__DOCUMENTO FUENTE__.
Lecturas
Isaías 52, 13 – 53, 12 – Salmo 30 – Hebreos 4, 14-16; 5, 7-9
Juan 18, 1 – 19,42
Pasión de Nuestro Señor Jesucristo:
Comentario
EL PODER DE LA CRUZ
2017 Viernes Santo
La celebración de hoy comienza en un espacio de silencio. Dicen las rúbricas que tanto el sacerdote, postrado, como el pueblo, arrodillado, oren unos momentos de forma silenciosa. Quien vive en el ruido suele tener la mente llena de vaciedad. A la gente le encanta el ruido y la fiesta. Estos mismos días santos son reconvertidos por muchos en vacación y holganza. La muerte de un Dios en la cruz, por inmenso amor, requiere que nos acerquemos a él en actitud de asombro y adoración para reencontrarnos con la realidad más profunda de la fe cristiana y también de nuestra propia existencia. Nada tan coherente, en estos días, como sintonizarnos emotivamente con Cristo y nada tan ilógico como la frialdad y el desentendimiento ante él.

__ENTRADAS PROPORCIONADAS__.
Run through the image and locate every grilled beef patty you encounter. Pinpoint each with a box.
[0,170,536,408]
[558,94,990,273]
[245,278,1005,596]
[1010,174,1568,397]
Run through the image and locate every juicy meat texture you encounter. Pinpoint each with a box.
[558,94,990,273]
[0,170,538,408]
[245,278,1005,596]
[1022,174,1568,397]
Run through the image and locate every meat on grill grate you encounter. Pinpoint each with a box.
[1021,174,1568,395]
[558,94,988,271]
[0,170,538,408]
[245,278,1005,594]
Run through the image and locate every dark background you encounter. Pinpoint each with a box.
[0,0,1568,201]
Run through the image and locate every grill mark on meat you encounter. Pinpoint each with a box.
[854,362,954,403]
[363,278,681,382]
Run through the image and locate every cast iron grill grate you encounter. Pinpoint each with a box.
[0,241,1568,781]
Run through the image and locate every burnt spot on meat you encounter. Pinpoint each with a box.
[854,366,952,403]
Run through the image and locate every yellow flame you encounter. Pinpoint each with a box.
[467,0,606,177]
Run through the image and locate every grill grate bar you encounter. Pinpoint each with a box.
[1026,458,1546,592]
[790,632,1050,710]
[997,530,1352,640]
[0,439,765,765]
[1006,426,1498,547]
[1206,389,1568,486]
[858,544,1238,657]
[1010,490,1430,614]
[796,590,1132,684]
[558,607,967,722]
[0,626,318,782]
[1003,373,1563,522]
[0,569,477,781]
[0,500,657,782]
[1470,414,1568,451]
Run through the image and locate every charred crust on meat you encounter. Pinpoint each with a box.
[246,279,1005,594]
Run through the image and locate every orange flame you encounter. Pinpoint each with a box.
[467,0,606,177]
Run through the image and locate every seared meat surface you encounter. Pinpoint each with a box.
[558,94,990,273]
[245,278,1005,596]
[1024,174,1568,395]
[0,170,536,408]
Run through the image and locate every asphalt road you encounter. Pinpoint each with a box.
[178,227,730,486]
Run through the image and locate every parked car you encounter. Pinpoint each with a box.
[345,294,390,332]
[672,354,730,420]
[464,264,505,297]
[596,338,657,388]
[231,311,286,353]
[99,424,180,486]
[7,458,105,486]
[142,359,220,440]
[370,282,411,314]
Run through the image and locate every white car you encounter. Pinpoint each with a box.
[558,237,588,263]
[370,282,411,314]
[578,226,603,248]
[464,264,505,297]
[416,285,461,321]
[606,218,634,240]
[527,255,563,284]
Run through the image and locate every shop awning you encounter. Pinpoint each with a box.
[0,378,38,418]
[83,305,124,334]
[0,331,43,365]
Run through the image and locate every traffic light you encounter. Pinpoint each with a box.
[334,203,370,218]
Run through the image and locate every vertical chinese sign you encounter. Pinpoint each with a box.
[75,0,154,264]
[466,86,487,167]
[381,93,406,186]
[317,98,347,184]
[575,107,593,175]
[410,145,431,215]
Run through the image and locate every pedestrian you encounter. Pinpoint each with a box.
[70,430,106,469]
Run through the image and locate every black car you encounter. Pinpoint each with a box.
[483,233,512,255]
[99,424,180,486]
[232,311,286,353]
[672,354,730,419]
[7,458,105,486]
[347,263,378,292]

__COMPLETA LO SIGUIENTE__.
• A. Enumera los libros de la Biblia de los que proceden las lecturas citadas en el texto sobre el Viernes Santo.
• B. Continúa, por favor, el texto sobre el Viernes Santo a partir de su última oración.

__TAREAS RESUELTAS__.
• A. Isaías, Salmo, Hebreos, Juan

• B.
Celebramos en este momento la muerte del Señor. El relato de la pasión según san Juan ocupa el centro de la celebración de este día. Mientras los sinópticos relatan una pasión salpicada de detalles tétricos y sufrientes, Juan procede de forma diferente. La cruz no es para él el patíbulo del “justo sufriente”, injustamente condenado, sino el trono de gloria y de exaltación del Hijo de Dios. En la cruz Jesús lleva a la plenitud la obra que el Padre le encomendó, da a conocer su gloria y en ella Jesús mismo va a ser también glorificado. La cruz es “su hora”, el momento dichoso en que realiza y cumple su misión, el punto culminante de su éxito y de su victoria. Jesús mismo lo vaticinó: “Cuando yo sea elevado, atraeré a todos hacia mí” (Jn 12,32). La cruz, la muerte de amor de un Dios, es lo más dichoso que ha podido acontecer en nuestra vida y nuestra máxima dicha está en la posibilidad de que lleguemos a comprender lo que representa para nosotros y la asumamos gozosamente.
El fin práctico de esta celebración es que lleguemos a sentirnos Cristo en su Viernes santo, que él actualice en nosotros su pasión, muerte y resurrección, que nosotros sepamos ponernos en su lugar, que maduremos hasta el punto de que aceptemos con alegría el sufrimiento que cuesta amar, y que, en definitiva, hagamos lo que él hace y como él lo hace.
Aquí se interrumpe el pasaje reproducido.